● Task to complete
Tally the lines of the records below that contain the string "plant", and reply with the number alone.

● Input data
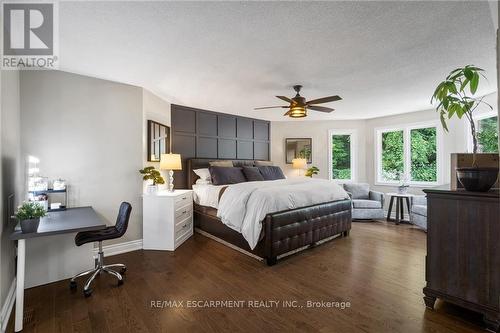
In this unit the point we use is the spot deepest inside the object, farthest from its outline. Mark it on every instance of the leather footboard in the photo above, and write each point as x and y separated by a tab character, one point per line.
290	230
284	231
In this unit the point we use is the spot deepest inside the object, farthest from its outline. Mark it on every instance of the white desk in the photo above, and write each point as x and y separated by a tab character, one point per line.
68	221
---
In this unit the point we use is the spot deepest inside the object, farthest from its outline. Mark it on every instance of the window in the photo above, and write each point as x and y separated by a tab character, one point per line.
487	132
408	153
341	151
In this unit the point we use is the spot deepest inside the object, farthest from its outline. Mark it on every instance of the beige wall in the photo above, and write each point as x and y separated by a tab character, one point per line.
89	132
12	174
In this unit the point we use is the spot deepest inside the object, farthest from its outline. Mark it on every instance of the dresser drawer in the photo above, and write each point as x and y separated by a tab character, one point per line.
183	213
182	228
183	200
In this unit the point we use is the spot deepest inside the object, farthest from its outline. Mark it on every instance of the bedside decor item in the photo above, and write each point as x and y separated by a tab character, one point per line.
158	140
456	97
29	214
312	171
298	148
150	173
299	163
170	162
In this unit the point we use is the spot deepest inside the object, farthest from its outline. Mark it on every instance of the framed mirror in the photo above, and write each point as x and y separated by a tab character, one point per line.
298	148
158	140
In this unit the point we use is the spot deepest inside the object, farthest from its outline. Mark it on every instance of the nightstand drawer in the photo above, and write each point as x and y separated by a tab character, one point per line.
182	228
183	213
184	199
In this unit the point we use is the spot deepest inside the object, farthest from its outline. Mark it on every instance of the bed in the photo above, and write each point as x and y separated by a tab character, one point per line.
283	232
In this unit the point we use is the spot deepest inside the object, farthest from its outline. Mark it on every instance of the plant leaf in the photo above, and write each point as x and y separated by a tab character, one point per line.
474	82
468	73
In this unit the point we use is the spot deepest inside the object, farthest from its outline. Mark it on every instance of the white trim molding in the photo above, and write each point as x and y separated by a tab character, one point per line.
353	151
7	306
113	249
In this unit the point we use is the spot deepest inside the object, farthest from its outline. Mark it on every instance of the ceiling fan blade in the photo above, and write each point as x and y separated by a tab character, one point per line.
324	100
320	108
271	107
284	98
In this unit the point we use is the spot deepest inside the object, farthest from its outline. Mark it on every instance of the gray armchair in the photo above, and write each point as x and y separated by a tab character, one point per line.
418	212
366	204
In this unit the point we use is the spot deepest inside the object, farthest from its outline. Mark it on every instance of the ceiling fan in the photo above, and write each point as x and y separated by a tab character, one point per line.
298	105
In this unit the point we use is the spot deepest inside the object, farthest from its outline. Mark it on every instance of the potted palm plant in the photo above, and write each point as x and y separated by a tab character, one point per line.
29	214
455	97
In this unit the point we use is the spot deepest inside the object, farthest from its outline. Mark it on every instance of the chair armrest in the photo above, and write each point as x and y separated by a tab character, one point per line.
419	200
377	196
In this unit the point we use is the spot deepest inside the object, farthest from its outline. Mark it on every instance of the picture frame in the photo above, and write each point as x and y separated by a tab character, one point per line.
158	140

● Task answer
2